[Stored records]

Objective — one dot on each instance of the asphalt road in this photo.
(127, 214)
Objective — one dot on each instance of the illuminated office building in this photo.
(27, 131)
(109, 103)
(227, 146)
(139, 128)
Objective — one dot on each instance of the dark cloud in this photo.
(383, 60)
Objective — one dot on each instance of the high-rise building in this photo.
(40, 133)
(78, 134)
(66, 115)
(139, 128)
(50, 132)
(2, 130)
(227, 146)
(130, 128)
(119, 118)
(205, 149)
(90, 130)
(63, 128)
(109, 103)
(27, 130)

Exercise requirements:
Repeat, without change, each line of the data above from the one that contains "Objective — one dot on each instance of the dark" through the final line, counting both.

Written response:
Objective — one dot on each instance of the dark cloud in this photo.
(383, 60)
Objective — one dot on each instance of the high-rise building in this photo.
(40, 133)
(78, 134)
(66, 115)
(139, 128)
(50, 132)
(2, 130)
(227, 146)
(130, 128)
(119, 118)
(205, 149)
(90, 130)
(63, 128)
(109, 103)
(27, 130)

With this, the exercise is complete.